--- Material provided ---

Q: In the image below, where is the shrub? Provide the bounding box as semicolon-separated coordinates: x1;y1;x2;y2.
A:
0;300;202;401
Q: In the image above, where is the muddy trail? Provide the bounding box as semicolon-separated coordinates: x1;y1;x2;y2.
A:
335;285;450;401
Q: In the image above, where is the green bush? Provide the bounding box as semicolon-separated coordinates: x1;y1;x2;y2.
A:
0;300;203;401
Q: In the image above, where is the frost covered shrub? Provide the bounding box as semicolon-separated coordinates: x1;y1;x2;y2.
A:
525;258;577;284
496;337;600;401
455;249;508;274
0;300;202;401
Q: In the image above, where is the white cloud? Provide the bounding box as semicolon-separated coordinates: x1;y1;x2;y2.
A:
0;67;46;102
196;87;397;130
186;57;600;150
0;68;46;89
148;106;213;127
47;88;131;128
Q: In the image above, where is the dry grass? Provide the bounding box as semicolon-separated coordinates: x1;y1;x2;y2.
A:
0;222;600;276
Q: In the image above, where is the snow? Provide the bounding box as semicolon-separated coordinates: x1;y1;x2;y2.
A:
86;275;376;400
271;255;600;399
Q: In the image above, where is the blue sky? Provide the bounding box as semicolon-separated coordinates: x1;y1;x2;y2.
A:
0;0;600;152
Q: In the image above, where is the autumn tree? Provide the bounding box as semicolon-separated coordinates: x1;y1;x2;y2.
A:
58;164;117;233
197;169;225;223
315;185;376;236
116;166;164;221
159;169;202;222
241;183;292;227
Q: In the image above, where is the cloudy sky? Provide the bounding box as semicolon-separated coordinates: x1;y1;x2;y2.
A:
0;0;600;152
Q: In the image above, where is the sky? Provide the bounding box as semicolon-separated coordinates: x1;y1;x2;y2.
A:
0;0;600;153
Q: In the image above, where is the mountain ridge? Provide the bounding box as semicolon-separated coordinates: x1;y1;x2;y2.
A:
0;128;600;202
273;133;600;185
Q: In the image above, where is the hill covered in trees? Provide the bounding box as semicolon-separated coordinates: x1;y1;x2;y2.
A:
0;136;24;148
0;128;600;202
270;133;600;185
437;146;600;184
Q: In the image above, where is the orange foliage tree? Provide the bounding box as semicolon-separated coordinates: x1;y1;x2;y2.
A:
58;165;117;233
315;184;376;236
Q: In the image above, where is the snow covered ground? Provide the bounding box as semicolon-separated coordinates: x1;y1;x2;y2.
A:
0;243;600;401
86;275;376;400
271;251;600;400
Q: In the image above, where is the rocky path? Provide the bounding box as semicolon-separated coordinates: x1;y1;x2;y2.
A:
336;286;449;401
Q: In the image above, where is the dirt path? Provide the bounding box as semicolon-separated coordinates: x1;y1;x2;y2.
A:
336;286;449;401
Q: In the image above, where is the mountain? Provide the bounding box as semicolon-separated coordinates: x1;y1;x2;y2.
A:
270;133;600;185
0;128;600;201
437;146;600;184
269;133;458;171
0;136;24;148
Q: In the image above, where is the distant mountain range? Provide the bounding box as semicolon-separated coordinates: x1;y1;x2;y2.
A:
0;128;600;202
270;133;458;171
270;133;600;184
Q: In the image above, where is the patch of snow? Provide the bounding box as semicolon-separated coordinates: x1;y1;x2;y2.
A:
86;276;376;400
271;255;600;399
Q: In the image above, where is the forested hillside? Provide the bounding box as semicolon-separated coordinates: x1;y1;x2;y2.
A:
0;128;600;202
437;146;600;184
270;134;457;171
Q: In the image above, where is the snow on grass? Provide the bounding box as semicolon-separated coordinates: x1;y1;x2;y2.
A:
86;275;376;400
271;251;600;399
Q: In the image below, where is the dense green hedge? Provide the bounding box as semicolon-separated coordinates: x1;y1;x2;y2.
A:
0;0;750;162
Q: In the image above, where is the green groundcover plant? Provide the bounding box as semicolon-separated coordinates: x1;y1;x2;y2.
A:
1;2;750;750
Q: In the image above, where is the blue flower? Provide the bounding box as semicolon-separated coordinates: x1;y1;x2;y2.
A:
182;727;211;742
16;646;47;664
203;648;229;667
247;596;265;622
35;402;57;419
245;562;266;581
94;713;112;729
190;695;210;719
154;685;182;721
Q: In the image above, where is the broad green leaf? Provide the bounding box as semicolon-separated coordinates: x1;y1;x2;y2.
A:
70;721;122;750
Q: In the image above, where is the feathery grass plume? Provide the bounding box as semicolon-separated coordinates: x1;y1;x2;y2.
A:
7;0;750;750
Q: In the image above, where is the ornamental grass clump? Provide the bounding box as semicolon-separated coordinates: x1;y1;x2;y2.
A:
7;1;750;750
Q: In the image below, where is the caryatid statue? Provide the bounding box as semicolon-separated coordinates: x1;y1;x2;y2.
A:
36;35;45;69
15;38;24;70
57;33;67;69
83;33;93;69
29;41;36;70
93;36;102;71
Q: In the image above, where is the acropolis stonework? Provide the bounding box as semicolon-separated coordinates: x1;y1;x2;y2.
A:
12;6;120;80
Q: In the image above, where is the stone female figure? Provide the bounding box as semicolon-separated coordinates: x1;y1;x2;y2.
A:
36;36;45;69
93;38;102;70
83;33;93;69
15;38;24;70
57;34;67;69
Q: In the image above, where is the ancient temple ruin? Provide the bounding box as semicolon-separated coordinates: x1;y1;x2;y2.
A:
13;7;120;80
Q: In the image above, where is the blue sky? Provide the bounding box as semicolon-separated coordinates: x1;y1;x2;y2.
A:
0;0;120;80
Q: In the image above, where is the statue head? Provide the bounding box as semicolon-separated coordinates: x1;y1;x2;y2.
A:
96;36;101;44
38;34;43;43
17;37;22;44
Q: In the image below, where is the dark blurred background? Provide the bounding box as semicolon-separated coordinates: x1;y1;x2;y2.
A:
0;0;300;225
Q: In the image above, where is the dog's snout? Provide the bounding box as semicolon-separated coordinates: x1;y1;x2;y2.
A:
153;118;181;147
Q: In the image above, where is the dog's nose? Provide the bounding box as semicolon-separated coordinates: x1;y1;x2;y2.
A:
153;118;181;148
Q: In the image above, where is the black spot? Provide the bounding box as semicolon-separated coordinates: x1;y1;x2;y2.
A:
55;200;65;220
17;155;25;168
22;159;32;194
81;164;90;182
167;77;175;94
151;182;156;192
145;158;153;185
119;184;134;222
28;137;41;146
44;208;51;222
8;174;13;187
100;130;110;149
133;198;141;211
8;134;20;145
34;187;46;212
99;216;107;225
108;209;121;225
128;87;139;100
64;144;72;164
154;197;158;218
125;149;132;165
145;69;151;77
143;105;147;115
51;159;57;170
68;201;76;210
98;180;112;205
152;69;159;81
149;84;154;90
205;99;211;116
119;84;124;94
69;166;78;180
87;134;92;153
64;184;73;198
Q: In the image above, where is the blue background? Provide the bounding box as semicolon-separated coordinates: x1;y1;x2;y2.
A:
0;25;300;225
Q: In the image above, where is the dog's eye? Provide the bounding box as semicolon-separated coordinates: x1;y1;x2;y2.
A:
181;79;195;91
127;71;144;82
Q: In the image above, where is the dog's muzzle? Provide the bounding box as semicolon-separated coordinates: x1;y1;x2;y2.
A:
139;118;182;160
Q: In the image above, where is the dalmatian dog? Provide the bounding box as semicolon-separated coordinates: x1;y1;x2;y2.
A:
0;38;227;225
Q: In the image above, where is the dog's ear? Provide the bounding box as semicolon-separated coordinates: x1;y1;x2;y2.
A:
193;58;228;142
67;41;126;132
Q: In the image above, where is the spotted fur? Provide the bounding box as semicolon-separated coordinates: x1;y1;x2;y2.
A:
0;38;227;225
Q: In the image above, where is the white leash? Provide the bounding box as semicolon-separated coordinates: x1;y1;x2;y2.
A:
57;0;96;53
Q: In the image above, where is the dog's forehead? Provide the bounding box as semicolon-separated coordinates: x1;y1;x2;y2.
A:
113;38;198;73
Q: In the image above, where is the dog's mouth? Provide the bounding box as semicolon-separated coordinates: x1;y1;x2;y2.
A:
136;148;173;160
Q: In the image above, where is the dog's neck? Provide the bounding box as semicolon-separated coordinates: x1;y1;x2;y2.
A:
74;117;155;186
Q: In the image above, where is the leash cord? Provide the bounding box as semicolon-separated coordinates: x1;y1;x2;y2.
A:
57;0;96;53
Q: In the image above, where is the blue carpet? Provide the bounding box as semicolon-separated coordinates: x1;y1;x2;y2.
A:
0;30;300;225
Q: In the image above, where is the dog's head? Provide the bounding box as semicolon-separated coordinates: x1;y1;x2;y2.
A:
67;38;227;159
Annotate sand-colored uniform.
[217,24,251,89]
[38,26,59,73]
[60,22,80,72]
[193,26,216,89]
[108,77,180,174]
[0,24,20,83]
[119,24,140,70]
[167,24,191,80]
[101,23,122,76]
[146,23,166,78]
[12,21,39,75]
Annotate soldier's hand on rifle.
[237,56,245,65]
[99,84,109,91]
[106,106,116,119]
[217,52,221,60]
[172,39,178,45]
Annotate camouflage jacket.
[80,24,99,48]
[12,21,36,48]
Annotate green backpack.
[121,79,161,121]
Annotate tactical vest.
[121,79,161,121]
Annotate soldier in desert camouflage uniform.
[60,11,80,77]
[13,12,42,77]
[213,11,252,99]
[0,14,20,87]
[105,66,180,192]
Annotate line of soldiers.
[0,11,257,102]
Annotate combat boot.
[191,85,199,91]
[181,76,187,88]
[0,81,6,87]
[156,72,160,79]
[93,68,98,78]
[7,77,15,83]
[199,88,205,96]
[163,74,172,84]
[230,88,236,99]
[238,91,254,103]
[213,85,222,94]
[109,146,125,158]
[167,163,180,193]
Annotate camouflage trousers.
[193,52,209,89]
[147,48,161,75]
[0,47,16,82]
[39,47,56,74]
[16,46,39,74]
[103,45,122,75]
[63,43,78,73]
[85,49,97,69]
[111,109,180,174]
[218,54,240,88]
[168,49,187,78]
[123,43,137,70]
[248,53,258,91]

---

**Task prompt:** Please copy the entries above exactly, beginning at the line that contains "Q: In the image above, where is the snow on" and stopping after the line that contains "0;0;750;162".

**Complete answer:**
Q: In the image above, where is the snow on grass? Provide the bounding box as semicolon-separated coordinates: x1;y1;x2;y2.
A:
86;275;376;400
271;251;600;399
Q: In the image below, where is the dense green hedge? Provide the bounding box as semicolon-separated coordinates: x1;y1;x2;y2.
A:
0;0;750;162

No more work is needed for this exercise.